As captain I’m privy to everything that goes on behind the scenes. I can’t overstate how hard Mr. Cassell works, and there’s a lot to come. It’s amazing what I’ve seen this team start as and turn in to. Down to the smallest things like kits. We used to wear FIFA-donated kits and now have a sponsorship with Bol. The new kit is amazing and it’s special to us and what we are as the Emerald Boys. Everything from that to the dormitories being built at the stadium, the standard of the pitch and facilities we’re given and hotels we stay in when we go away is 100 per cent down to him. He waited over 40 years to see us win a game, and we’ve done that in recent years.
What the boys have put in is unbelievable. Bear in mind we’ve had a lockdown for football below step 2 for about five or six months. We have over half our squad playing at that level. They’ve not been able to play or train for that period of time and they still turn up and bust their balls and get the results. It is absolutely unbelievable. We’ve had so many obstacles thrown at us and it almost feels like there are powers that don’t want us to succeed, but we are going to make it to a major championship, whether that’s a Gold Cup or the next stage of World Cup qualifying. When we do make it, it’s going to send shockwaves through world football.
I’ve played in front of some big crowds at Wembley and I’ve got a lot to be thankful for, but there is nothing like playing with family and we are all a family in the national team. To pick up a point against an El Salvador team, that really we have no right to be going toe-to-toe with, is massive. To do it the day before my birthday was a perfect storm and I’m so thankful that six years ago I accepted the call to be a part of this.

| EXERCISE REQUIREMENTS |
a. Please write out the passage of the captain's remarks on the national team, starting with "I’ve played in" and going on through "part of this.".
b. In the captain's remarks on the national team, how long did Mr. Cassell wait to see the team win a game?
c. Carry on the captain's remarks on the national team from their last sentence.

| STUDY MATERIAL |
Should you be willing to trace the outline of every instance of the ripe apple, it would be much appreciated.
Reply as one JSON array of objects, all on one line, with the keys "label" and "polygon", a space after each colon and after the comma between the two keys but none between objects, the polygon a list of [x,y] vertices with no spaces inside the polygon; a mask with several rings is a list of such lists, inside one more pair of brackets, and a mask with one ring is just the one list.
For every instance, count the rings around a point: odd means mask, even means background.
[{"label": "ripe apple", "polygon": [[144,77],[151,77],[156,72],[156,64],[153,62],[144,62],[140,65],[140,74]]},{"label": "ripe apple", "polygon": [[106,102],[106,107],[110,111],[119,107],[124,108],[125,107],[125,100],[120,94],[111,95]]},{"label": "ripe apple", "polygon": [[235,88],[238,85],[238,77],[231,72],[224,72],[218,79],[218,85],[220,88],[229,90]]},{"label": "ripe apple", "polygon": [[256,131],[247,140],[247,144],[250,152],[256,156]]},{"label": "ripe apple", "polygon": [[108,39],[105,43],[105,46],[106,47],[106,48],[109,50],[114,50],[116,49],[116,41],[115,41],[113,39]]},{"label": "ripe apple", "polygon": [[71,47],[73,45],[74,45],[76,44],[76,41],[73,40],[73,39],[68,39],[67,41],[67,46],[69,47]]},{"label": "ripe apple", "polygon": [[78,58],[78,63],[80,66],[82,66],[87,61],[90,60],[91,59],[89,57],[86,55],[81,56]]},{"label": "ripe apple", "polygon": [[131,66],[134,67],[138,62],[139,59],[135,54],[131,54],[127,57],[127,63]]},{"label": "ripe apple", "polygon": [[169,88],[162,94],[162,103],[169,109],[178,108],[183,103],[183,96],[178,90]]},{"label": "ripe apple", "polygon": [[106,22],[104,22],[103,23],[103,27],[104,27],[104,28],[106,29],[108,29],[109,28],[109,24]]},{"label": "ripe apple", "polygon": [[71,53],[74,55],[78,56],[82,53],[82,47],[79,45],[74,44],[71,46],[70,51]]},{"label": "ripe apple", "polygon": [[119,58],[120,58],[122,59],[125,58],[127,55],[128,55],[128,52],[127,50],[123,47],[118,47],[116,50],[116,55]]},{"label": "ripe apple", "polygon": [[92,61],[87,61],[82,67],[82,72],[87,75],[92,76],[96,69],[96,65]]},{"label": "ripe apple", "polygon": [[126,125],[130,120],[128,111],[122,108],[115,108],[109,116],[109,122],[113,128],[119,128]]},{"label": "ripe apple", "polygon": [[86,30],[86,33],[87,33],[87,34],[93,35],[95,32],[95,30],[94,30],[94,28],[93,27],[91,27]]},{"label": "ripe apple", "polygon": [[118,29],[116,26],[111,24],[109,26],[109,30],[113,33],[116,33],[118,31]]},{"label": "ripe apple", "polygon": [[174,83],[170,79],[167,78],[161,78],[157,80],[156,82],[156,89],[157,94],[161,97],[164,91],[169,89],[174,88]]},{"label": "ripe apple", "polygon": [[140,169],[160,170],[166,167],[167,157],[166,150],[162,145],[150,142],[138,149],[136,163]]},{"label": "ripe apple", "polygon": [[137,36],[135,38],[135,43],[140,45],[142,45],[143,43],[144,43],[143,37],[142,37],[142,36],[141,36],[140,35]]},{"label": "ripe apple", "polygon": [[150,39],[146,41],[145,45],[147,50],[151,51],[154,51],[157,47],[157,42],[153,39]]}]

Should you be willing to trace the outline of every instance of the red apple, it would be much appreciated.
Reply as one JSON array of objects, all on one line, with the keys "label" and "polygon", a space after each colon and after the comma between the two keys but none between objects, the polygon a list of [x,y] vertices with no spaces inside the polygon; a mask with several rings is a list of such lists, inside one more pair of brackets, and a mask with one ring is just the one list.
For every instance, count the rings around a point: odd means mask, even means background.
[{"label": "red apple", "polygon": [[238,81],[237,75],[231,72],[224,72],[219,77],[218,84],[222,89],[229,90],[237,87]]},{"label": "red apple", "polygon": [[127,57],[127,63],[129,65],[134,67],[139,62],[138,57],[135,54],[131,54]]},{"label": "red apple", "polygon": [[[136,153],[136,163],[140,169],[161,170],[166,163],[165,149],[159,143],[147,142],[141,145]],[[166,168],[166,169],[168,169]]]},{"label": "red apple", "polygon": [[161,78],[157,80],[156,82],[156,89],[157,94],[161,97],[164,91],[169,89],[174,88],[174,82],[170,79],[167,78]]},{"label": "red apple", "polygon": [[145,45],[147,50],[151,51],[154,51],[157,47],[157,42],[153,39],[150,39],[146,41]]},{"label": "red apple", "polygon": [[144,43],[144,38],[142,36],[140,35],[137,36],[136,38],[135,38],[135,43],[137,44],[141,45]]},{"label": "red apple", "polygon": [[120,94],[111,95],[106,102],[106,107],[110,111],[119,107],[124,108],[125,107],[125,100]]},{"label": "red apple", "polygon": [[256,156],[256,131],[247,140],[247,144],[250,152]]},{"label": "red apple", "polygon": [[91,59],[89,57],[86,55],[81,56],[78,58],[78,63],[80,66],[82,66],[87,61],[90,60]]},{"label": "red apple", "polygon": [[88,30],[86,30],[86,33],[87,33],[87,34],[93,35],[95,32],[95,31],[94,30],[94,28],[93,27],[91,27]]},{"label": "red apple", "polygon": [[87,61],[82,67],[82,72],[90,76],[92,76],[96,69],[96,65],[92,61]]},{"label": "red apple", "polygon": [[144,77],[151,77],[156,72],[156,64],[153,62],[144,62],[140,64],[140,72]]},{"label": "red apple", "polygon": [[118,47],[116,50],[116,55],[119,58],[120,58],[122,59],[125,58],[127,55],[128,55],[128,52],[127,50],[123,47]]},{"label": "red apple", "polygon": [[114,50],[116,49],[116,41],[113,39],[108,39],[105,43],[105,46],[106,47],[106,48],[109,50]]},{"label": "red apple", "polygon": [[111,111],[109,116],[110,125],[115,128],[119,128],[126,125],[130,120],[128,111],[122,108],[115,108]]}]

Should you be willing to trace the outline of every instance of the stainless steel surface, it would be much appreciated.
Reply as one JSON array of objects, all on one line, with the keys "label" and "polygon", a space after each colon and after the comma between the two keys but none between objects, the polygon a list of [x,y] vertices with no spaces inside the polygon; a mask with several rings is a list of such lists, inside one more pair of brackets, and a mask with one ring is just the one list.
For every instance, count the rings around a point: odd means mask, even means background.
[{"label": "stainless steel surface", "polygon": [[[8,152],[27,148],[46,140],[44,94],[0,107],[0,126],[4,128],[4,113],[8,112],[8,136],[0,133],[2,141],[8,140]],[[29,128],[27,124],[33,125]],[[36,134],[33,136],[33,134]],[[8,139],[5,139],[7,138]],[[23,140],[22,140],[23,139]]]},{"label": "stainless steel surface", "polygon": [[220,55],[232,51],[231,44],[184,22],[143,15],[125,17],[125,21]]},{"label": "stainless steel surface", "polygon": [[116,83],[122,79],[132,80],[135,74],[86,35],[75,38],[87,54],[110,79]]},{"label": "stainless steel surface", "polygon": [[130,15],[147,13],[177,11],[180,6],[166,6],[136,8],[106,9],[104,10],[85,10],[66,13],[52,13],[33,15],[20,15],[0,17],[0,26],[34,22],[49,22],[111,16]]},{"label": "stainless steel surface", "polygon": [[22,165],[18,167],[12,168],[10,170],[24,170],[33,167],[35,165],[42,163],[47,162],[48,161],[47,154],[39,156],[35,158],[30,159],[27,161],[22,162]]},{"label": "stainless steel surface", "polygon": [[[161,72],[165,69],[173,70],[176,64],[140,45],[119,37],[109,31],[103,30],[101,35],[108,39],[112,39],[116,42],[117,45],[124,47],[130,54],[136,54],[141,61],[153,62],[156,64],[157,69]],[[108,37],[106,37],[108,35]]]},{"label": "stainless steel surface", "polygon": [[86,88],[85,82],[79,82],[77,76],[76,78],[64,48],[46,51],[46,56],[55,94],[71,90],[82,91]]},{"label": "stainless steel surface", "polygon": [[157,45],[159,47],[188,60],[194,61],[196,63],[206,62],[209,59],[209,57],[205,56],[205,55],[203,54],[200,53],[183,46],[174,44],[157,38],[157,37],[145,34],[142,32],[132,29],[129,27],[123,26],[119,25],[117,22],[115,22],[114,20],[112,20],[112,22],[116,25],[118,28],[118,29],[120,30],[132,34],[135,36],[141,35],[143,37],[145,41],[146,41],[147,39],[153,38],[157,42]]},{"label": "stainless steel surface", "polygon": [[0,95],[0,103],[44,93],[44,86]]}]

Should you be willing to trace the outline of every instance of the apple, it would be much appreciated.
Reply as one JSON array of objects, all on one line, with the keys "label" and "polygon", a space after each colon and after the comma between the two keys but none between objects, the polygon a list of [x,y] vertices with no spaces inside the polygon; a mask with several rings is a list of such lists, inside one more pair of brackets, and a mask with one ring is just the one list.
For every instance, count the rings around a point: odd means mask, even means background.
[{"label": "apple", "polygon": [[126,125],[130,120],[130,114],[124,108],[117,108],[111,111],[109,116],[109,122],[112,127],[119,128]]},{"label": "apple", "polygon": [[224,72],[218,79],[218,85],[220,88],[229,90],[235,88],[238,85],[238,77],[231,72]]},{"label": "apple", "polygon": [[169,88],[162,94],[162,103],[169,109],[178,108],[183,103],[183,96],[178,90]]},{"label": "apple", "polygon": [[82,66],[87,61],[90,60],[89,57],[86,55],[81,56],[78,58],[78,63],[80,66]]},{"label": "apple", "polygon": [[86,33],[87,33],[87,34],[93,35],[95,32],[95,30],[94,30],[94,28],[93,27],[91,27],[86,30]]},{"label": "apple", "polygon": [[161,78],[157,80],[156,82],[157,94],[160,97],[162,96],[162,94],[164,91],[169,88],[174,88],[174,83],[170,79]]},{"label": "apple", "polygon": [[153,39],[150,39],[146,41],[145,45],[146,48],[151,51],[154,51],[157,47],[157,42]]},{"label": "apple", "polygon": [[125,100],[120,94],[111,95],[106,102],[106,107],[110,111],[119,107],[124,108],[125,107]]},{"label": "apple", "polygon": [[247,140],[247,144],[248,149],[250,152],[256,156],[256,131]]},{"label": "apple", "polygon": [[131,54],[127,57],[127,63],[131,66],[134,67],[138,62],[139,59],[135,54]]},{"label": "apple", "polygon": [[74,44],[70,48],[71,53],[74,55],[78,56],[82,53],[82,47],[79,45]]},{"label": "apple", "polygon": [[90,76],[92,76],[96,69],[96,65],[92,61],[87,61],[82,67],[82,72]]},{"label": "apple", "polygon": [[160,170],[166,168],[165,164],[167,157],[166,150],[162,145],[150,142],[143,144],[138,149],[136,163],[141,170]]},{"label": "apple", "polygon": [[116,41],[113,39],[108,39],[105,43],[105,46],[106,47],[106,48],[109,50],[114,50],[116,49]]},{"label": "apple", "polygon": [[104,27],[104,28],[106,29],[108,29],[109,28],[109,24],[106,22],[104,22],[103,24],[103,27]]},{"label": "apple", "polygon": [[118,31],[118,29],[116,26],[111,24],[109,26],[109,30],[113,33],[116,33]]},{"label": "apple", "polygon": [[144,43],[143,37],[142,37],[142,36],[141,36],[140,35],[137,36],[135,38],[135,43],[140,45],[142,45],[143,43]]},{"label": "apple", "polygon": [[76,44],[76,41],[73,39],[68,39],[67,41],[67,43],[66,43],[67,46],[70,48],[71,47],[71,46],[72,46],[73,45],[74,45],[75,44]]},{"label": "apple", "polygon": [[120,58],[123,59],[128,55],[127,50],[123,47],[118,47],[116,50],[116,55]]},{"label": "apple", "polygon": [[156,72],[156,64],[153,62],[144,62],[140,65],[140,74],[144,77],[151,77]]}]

| SOLVED PROBLEMS |
a.
I’ve played in front of some big crowds at Wembley and I’ve got a lot to be thankful for, but there is nothing like playing with family and we are all a family in the national team. To pick up a point against an El Salvador team, that really we have no right to be going toe-to-toe with, is massive. To do it the day before my birthday was a perfect storm and I’m so thankful that six years ago I accepted the call to be a part of this.

b. Over 40 years.

c.
This is the first time I’ve played against them. The boys were telling me how tough it would be, and I was thinking about the games we played against teams that had beaten us big before, and you turn up and you graft and you give it absolutely everything and you get a result because that’s how football works. We were still confident. It’s always going to be in the back of some people’s minds, especially when you concede late goals to a team that, let’s be honest, are superior.
To be able to go out there, stand toe-to-toe and give away a poor goal by our standards, and to dominate the second half as we did is just amazing. It’s a taste of their own medicine to them because of what they’ve done to us previously. It’s massive to get that result, but there’s more. The next time we play, we will be winning.
From the level of football I’ve come from here in the UK to the level I’m at now, I was never going to be called up for England. It was never an option. The day I got the message I was on the train on the way up to Sheffield playing for Scunthorpe United at the time in League One. My dad and I had been talking about it that weekend and joking how Joey, my little brother, could play left-back, I’ll play up front and my dad could go in goal! And that weekend I got the message asking about my Montserratian heritage. As soon as I was asked, the answer was ‘yes’. It was a chance to represent where my grandparents are from and I was never, ever going to say no to that.
I don’t think anything I’ve done in life would be bigger than that achievement. That’s how big it would be and how high it would rank on my list. That would be the best thing ever. I’d give so much for us to be able to play in the latter stages of World Cup qualifying. If it’s the biggest highlight in my career, it would be up there at the very, very top for the other boys. That’s what it would mean, and there’s only one way for it to happen and we have to go out and make it happen, so we’ve got some work to do.